→ RECORDS PROVIDED:
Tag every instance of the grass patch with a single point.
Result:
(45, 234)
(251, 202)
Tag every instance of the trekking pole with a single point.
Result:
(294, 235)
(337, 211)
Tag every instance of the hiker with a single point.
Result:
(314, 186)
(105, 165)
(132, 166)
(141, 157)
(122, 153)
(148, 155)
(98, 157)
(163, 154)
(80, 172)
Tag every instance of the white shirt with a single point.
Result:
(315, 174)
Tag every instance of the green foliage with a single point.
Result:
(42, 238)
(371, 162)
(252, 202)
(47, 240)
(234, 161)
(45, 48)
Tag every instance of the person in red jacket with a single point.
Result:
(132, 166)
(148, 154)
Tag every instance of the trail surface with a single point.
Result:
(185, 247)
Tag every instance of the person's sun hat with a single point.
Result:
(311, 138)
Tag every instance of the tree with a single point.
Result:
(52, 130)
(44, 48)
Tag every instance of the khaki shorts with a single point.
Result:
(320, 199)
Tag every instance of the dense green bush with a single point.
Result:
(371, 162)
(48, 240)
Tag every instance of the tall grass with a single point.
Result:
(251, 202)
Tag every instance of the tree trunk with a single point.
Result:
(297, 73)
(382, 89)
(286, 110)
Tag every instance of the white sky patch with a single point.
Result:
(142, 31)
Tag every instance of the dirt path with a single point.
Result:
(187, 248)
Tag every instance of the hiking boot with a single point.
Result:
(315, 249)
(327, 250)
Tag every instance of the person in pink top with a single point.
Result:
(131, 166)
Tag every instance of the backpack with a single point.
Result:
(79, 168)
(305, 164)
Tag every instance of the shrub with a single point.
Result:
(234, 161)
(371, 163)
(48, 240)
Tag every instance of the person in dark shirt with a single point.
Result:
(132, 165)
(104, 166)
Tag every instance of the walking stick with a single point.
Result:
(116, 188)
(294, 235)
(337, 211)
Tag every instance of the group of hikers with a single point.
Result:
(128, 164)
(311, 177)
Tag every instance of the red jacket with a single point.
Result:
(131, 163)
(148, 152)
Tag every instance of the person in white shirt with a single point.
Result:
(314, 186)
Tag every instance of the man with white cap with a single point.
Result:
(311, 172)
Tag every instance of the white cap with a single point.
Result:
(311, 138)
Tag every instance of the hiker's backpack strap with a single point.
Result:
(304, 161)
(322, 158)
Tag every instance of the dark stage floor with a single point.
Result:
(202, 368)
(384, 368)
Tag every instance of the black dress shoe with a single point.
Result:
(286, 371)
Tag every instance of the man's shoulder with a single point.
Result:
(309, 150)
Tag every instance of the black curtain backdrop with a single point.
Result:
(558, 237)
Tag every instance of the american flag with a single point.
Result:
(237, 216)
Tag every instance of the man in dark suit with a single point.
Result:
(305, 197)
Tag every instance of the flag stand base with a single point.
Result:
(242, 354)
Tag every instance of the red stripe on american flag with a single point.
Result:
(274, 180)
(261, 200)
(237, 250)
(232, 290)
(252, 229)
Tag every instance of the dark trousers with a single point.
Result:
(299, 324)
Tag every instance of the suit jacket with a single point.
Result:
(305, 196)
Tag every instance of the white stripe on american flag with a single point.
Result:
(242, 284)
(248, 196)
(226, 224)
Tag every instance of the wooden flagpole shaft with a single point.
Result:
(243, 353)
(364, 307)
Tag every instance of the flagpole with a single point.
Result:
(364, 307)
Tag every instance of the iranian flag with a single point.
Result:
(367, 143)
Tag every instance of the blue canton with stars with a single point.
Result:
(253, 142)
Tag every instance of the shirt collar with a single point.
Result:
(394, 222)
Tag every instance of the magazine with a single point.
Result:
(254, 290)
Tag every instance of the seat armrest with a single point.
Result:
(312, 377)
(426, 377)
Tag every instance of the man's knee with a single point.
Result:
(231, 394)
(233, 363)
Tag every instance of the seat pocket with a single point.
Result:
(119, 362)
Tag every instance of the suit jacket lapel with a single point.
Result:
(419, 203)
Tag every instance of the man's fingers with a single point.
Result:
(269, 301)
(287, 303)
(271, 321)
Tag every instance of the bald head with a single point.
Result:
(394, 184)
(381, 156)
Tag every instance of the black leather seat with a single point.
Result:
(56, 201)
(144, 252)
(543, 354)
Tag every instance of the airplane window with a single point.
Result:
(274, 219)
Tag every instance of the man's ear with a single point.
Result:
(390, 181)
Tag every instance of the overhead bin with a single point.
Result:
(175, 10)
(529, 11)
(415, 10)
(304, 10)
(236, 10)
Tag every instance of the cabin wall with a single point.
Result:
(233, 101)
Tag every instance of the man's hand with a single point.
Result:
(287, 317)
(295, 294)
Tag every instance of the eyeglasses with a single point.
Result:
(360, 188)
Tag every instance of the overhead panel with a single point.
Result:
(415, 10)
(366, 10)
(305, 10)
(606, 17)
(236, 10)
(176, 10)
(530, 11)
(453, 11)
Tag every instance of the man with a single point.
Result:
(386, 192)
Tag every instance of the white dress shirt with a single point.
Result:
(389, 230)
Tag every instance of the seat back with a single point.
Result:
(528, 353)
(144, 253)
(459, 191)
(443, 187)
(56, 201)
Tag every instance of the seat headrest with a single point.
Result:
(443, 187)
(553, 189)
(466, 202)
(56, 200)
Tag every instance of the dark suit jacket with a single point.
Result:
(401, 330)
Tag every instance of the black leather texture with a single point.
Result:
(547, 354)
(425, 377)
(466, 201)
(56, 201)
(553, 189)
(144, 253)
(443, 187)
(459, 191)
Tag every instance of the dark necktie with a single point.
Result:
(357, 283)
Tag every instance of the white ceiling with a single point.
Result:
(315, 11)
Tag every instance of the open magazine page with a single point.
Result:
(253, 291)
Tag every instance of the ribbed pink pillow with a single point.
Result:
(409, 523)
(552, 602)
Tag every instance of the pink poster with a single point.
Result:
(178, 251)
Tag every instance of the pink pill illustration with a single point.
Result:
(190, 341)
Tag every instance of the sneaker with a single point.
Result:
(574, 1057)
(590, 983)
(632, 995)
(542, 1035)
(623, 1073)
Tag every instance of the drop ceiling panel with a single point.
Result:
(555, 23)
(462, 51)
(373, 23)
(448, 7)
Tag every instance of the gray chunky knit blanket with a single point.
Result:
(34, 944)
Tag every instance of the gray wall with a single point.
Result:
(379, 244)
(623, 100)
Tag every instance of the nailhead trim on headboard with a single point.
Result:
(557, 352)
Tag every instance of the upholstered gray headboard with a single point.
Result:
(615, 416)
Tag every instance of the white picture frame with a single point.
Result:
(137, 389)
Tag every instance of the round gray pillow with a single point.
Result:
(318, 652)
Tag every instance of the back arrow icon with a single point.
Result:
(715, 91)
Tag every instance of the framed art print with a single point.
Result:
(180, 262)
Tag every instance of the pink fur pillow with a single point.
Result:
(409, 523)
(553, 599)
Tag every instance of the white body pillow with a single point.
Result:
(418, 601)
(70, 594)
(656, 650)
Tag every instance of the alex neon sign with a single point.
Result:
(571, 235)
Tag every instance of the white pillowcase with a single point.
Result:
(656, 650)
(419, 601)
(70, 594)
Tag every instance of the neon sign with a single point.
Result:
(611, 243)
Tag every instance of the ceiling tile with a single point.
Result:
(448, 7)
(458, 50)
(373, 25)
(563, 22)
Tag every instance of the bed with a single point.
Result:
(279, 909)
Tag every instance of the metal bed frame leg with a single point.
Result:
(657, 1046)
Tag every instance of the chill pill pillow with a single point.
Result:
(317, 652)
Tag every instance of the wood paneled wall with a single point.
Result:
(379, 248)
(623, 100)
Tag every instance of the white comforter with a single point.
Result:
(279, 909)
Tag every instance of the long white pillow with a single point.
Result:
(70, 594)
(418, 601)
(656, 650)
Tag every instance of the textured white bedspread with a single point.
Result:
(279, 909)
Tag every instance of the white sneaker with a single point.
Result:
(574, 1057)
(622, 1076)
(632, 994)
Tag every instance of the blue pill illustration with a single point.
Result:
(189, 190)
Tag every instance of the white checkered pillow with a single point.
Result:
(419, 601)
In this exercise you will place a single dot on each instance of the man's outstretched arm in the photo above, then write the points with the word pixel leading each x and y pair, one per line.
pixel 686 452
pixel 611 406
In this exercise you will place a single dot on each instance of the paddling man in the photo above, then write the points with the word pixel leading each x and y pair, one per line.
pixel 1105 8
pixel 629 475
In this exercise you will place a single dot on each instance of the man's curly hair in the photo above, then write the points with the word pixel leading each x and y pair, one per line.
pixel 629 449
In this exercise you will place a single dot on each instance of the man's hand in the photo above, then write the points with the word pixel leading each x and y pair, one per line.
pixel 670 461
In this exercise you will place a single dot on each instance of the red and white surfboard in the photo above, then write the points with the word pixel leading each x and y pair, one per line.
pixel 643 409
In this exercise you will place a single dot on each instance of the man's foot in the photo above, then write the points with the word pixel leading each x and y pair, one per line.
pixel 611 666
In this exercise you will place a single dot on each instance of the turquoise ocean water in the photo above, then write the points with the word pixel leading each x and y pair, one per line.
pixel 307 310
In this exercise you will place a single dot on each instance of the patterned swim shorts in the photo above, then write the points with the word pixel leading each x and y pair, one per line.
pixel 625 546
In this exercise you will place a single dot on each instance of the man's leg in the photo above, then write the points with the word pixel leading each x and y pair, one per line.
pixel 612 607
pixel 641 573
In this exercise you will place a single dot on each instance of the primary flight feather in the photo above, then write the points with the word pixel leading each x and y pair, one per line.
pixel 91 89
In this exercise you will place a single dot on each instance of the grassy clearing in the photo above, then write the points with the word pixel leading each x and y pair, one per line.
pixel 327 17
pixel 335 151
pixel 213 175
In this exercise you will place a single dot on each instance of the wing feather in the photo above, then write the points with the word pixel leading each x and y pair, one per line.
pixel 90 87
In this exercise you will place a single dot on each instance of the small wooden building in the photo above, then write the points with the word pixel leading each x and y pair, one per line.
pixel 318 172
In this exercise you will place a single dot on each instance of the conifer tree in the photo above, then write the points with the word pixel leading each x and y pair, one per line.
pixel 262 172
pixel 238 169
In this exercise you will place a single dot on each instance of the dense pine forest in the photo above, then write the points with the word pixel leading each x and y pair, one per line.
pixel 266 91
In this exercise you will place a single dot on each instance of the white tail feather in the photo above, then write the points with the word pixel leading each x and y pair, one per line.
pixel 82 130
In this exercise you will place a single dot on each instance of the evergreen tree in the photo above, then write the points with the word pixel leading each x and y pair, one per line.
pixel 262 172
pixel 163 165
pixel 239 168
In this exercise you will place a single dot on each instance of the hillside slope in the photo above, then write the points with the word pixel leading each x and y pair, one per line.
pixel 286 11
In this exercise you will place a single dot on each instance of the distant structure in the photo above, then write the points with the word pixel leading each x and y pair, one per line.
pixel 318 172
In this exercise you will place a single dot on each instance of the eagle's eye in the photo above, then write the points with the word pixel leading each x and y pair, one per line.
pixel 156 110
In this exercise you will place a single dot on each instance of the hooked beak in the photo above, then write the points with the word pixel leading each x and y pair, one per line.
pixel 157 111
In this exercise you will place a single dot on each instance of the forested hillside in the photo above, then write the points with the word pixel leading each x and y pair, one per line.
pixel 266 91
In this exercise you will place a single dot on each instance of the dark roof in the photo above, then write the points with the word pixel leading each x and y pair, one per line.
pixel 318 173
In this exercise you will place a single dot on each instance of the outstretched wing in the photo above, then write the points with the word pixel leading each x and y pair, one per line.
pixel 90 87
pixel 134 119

→ ACTIVITY:
From the first line of the records through the line with "Tag every instance of the red jacket", retype everything word for word, including both ends.

→ ANSWER BOX:
Tag every instance of the grass patch with a single point.
Result:
(45, 234)
(251, 202)
Tag every instance of the trekking pole with a single point.
Result:
(294, 235)
(337, 211)
Tag every instance of the hiker with a single point.
Result:
(314, 186)
(105, 165)
(132, 166)
(141, 157)
(122, 153)
(148, 155)
(98, 157)
(163, 154)
(80, 172)
Tag every instance of the white shirt with a single point.
Result:
(315, 174)
Tag every instance of the green foliage with a single point.
Result:
(42, 238)
(371, 162)
(252, 202)
(47, 240)
(234, 161)
(45, 48)
Tag every instance of the person in red jacket with a single point.
Result:
(132, 166)
(148, 154)
Tag every instance of the trail surface with a single point.
Result:
(185, 247)
Tag every instance of the person's sun hat with a single point.
Result:
(311, 138)
Tag every instance of the tree with a single point.
Result:
(52, 130)
(44, 48)
Tag every instance of the khaki shorts with a single point.
Result:
(320, 199)
Tag every instance of the dense green bush with a single point.
Result:
(371, 162)
(48, 240)
Tag every instance of the tall grass with a single point.
Result:
(251, 202)
Tag every instance of the tree trunk with a single point.
Result:
(297, 73)
(382, 89)
(286, 110)
Tag every instance of the white sky patch with a single point.
Result:
(142, 31)
Tag every instance of the dirt path with a single point.
Result:
(187, 248)
Tag every instance of the hiking boot with a single point.
Result:
(315, 249)
(327, 250)
Tag every instance of the person in pink top with a single point.
Result:
(131, 166)
Tag every instance of the backpack with a single point.
Result:
(79, 168)
(305, 164)
Tag every instance of the shrub with a single point.
Result:
(234, 161)
(371, 163)
(48, 240)
Tag every instance of the person in dark shirt with a single point.
Result:
(132, 165)
(104, 166)
Tag every instance of the walking stick with a single point.
Result:
(116, 188)
(294, 235)
(337, 211)
Tag every instance of the group of hikers with a single point.
Result:
(128, 164)
(311, 177)
Tag every instance of the red jacket with a single point.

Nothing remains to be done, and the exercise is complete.